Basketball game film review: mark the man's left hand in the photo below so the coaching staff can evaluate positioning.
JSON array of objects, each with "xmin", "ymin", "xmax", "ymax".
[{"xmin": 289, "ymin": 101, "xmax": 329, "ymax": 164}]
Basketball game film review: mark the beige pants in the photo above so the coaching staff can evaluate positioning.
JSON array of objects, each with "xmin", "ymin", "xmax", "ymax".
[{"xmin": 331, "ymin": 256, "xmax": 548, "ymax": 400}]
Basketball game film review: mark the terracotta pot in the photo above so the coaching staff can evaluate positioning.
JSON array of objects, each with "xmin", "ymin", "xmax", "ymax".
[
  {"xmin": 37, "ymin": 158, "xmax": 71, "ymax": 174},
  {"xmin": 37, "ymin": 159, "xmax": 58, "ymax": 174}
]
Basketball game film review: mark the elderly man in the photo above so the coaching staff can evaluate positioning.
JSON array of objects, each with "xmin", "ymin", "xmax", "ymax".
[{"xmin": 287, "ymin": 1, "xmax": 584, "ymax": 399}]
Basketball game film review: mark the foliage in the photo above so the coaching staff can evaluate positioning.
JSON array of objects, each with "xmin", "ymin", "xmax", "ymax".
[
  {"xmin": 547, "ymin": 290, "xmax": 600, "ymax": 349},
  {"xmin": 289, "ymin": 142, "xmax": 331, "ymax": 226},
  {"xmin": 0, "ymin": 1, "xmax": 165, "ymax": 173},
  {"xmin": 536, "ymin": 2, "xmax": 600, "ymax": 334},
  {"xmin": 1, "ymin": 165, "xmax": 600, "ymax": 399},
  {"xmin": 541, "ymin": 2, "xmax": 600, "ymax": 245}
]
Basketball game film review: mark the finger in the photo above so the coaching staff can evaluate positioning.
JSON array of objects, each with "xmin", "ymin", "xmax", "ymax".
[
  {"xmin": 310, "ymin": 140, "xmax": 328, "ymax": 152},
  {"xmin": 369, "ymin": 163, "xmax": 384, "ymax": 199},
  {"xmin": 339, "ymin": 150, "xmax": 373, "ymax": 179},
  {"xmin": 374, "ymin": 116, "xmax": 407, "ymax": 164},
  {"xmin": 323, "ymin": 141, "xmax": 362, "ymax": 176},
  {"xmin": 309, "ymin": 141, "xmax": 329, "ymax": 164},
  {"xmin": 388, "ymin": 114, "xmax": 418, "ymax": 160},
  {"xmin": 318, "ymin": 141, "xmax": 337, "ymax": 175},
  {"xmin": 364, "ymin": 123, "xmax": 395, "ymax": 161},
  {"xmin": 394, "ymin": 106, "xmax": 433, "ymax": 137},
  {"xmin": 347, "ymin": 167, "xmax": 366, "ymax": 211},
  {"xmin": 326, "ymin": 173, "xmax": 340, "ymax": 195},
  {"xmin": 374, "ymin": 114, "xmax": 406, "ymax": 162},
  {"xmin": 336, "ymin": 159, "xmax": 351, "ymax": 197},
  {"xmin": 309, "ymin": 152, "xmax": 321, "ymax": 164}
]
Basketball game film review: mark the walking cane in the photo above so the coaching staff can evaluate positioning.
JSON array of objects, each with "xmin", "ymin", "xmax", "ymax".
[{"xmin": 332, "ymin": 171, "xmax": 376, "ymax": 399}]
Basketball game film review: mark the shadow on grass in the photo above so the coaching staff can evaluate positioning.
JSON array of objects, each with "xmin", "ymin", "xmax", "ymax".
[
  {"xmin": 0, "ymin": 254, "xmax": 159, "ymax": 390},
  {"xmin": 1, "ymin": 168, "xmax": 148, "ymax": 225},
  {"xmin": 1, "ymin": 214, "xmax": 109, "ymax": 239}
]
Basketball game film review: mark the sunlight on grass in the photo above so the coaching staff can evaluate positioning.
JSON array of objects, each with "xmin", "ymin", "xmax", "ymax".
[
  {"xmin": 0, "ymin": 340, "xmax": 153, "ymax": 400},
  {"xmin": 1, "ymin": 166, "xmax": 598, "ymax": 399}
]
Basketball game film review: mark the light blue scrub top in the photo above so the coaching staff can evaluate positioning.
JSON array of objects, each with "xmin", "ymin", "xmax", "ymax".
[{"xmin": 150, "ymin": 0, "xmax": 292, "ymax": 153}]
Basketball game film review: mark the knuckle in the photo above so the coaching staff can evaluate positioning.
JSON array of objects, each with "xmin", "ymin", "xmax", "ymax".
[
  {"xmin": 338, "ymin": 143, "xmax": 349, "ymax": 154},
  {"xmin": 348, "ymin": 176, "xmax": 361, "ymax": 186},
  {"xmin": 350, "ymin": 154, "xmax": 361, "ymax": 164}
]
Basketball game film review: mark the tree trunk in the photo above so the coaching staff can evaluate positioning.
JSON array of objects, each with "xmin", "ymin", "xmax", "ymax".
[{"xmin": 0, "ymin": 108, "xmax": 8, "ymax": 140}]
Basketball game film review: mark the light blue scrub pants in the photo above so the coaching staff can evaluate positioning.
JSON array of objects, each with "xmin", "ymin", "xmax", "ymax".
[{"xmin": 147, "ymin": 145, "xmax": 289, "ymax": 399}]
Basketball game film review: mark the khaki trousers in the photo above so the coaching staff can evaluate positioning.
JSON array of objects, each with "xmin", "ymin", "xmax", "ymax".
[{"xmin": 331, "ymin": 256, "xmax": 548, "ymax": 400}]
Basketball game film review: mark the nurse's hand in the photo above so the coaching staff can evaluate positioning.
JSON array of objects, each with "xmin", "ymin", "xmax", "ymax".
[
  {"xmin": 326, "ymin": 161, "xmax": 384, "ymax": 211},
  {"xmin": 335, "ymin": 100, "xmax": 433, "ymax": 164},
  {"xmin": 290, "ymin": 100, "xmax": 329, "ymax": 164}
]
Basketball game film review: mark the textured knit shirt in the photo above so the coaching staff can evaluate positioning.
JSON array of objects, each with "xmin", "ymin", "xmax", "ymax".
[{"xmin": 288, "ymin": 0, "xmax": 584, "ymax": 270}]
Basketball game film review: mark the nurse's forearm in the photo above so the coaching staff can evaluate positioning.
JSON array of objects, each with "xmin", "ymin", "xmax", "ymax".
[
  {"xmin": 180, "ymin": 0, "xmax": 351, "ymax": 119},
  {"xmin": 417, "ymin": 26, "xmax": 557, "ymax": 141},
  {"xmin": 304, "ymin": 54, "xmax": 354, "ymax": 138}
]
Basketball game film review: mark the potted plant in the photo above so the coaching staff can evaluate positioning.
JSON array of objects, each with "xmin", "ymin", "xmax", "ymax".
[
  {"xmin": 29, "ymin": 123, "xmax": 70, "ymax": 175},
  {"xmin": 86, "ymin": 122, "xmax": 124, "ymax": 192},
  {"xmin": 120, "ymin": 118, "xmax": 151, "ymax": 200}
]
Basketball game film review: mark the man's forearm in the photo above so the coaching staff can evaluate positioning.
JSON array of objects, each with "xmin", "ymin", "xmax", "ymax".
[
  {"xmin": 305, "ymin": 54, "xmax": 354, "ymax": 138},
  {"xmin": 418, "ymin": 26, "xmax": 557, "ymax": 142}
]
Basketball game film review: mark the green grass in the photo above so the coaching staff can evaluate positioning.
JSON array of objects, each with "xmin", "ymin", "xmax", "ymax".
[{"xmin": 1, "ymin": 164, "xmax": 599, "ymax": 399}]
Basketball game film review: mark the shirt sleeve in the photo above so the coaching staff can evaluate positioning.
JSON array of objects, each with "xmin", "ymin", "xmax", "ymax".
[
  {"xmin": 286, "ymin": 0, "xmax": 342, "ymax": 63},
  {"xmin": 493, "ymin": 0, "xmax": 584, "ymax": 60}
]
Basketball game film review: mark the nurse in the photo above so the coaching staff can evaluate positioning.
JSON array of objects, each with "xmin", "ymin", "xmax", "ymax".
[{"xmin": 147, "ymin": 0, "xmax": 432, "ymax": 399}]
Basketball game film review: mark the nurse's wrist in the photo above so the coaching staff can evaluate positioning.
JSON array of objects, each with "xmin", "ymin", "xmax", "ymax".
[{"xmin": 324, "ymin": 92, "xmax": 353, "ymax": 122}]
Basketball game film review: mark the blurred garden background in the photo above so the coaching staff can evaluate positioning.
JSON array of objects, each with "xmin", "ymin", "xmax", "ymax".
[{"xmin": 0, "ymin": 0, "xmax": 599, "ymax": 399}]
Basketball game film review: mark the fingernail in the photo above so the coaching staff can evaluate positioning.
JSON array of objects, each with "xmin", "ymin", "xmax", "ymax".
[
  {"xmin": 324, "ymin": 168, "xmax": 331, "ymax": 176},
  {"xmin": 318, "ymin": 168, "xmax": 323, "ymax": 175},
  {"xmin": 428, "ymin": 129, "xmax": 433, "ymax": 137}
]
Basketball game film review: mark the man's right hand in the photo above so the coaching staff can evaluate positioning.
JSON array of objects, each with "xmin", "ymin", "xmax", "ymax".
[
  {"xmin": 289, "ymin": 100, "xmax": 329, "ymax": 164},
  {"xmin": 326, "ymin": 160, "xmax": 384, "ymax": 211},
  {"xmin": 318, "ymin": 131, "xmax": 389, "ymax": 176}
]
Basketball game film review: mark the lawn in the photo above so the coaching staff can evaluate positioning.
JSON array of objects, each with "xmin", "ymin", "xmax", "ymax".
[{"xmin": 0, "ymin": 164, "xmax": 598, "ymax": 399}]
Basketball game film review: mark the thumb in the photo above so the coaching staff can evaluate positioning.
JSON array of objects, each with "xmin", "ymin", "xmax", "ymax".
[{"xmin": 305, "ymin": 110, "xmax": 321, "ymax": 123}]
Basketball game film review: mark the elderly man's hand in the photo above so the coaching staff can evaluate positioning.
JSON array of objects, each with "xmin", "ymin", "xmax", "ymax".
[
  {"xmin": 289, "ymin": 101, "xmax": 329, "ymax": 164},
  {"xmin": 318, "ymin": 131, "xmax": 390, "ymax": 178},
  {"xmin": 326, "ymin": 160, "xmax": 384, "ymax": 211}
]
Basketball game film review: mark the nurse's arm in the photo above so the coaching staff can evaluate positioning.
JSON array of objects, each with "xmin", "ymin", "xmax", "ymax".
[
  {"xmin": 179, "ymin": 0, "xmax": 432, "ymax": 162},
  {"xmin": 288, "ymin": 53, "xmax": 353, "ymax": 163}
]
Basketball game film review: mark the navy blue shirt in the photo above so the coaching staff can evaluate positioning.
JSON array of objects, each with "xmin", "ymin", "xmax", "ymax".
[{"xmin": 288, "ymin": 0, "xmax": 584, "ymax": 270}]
------
• **AIM OF THE TASK**: In the records above, find every line containing the word "forearm" and show it.

• **RESPONSE TO THE EXERCISE**:
Basketball game film review: mark the nurse's forearm in the photo above so the coaching staff can evaluate positioning.
Basketball game film review: mark the man's forearm in the photo above so the coaching staff can evaluate positioning.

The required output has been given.